- **Work request**
All of the entries need to be printed again exactly; pictures are the only thing to omit.

──────────────────────────────

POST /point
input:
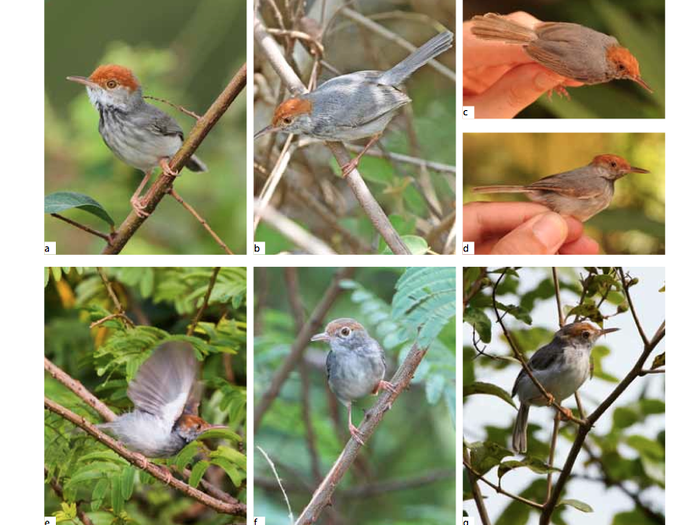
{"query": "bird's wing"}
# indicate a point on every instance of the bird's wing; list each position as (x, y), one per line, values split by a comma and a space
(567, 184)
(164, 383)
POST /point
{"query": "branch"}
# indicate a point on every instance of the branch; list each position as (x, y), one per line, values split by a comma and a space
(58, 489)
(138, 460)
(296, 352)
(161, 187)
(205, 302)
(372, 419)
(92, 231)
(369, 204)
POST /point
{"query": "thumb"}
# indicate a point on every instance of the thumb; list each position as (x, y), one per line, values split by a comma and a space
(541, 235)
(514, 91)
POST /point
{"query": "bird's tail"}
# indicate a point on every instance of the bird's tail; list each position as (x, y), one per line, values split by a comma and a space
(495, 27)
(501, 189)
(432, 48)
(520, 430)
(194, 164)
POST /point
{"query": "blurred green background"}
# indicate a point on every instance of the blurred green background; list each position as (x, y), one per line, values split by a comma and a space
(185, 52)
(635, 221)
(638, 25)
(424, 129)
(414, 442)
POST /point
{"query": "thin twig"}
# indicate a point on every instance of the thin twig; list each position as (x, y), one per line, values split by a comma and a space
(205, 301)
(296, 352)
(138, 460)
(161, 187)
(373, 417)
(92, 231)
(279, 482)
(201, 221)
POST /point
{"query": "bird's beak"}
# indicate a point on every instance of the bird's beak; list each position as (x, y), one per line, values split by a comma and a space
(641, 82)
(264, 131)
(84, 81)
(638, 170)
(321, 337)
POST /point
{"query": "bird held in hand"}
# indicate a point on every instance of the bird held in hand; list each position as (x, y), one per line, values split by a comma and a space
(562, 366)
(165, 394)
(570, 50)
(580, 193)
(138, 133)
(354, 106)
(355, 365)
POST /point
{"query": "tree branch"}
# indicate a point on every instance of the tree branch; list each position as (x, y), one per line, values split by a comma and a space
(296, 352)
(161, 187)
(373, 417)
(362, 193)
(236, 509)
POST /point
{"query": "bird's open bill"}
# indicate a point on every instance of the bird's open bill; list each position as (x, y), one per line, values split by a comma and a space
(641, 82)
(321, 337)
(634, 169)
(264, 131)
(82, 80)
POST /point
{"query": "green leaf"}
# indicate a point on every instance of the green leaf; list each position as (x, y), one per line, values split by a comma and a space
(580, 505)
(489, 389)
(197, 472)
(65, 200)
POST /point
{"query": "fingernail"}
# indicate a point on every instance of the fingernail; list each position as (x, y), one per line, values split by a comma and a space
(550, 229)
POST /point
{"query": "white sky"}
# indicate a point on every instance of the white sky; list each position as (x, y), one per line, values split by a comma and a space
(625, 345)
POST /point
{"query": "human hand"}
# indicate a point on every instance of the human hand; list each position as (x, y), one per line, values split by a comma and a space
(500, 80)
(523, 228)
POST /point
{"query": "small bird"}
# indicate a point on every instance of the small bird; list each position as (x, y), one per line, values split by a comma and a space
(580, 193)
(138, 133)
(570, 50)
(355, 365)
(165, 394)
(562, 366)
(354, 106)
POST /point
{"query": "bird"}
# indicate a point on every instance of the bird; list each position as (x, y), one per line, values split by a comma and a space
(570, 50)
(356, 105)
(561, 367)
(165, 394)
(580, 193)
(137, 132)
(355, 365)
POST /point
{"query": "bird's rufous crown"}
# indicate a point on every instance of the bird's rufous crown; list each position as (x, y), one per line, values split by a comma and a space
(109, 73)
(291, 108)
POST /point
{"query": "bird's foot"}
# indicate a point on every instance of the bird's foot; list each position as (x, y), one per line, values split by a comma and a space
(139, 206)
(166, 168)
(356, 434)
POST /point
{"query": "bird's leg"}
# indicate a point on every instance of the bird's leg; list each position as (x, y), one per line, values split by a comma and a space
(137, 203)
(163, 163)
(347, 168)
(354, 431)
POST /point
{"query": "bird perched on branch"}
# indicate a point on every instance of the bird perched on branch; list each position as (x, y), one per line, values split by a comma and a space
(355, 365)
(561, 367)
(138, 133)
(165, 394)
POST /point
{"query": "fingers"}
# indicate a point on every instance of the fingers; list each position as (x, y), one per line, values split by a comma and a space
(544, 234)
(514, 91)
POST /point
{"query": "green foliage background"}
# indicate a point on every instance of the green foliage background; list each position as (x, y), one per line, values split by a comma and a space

──────────────────────────────

- **Result for this task**
POST /point
input:
{"query": "bird's wing"}
# indicate a point on every instance of the bird's wing; list each position as (x, y), one per line, values split by a comma and a space
(567, 184)
(164, 383)
POST /point
{"query": "branch"}
# indicate a point on every instance of the branch; list each position as (x, y), one per line, values split by a comma and a space
(58, 489)
(138, 460)
(296, 352)
(161, 187)
(205, 302)
(372, 419)
(92, 231)
(369, 204)
POST /point
{"query": "thumb"}
# indicate a point on every instance of the thumb; list each position as (x, y), one per line, values split by a comma and a space
(541, 235)
(514, 91)
POST /point
{"query": "bird's tail"}
# indicate a point on every instance of the bird's tail; list each position as (x, y), one per line, values split by a comma and a space
(495, 27)
(501, 189)
(432, 48)
(520, 430)
(194, 164)
POST /point
{"query": "blurred green background"}
# indicate a point on every instance of the blurred green background; list each position as (x, y), one per line, values split by a comma and a space
(185, 52)
(635, 221)
(638, 25)
(424, 129)
(414, 442)
POST /point
{"query": "thin twig"}
# indicate a point on every instance of the thin twig; list each position as (x, y), one per line, values split by a comma and a space
(205, 301)
(296, 352)
(138, 460)
(161, 187)
(373, 417)
(92, 231)
(279, 482)
(201, 221)
POST /point
{"query": "bird's beak"}
# indicate a point on every instance of the bird's beak; list each position as (x, y), one per line, values split by a comma and a space
(641, 82)
(264, 131)
(84, 81)
(638, 170)
(321, 337)
POST /point
{"query": "bird held in hand"}
# indicate a point on every instance of the bird held in hand; list each position as (x, y), one per line, values split by a comma and a space
(562, 366)
(165, 394)
(570, 50)
(580, 193)
(138, 133)
(354, 106)
(355, 365)
POST /point
{"query": "tree branch"}
# indicate a point on every instance of the tree branch; list each position as (x, y), one per line, values split by a comma and a space
(296, 352)
(161, 187)
(373, 417)
(362, 193)
(236, 509)
POST /point
{"query": "bird's open bill"}
# indicate a point on every instance of the bird's open bill; list each position as (x, y), one per line, values split by a comma and a space
(641, 82)
(321, 337)
(634, 169)
(264, 131)
(82, 80)
POST /point
{"query": "green leaf"}
# indicate a point on every instance of the green leaf; list each position as (x, y), one per line, values split by a comma and a space
(580, 505)
(489, 389)
(197, 472)
(65, 200)
POST /point
{"query": "fingernail"}
# indicate a point on every instance of the fingernail; list each position as (x, y), one per line, values split by a comma and a space
(550, 229)
POST /point
{"query": "white sky"}
# indicate a point on every instance of the white sky; list each position as (x, y), one per line, values split by a comma and a space
(625, 345)
POST /point
{"query": "human hand"}
# indicate a point on every instance of the human hand; list each position as (x, y), one per line, values split by a comma and a space
(500, 80)
(523, 228)
POST /point
{"query": "small bird"}
# indicate a point on every instance of the small bird; list each position as (x, y), one per line, values split by a comma and a space
(580, 193)
(138, 133)
(570, 50)
(355, 365)
(165, 394)
(562, 366)
(354, 106)
POST /point
{"query": "bird"}
# indicate a point on every instance of the bird; list each position as (x, y), one per line, values split by a comma and a space
(570, 50)
(356, 105)
(561, 367)
(165, 394)
(580, 193)
(137, 132)
(355, 365)
POST /point
{"query": "bird's rufous crown"}
# indicate a point on every instance of the bird's rufous crown; list each position as (x, y), one per line, values split by a comma and a space
(109, 73)
(291, 108)
POST /point
{"query": "bird's foot"}
# indicate a point on every instance of the bird's foot; list each position as (x, y), one per line, values split by a comma and a space
(139, 206)
(166, 168)
(356, 434)
POST /point
{"query": "bird's leg"}
# indicate a point on every instance of the bird's leg; list each position as (x, y), one per line, values split by a comma and a space
(137, 203)
(163, 163)
(347, 168)
(354, 431)
POST /point
{"query": "bird perched on branch"}
# indicate a point on every instance of the bird perched on branch; list each position as (x, y), one per line, values split by a comma and a space
(355, 365)
(561, 367)
(138, 133)
(165, 394)
POST /point
{"query": "fingers"}
# indicate a point on every instance of the fingers; list each position as (x, y), one per line, values split by a comma and a space
(544, 234)
(514, 91)
POST /point
{"query": "green foliage background"}
# indicate a point on every instance of the green foliage background; list each position as (x, y), one per line, values split by a comma and a space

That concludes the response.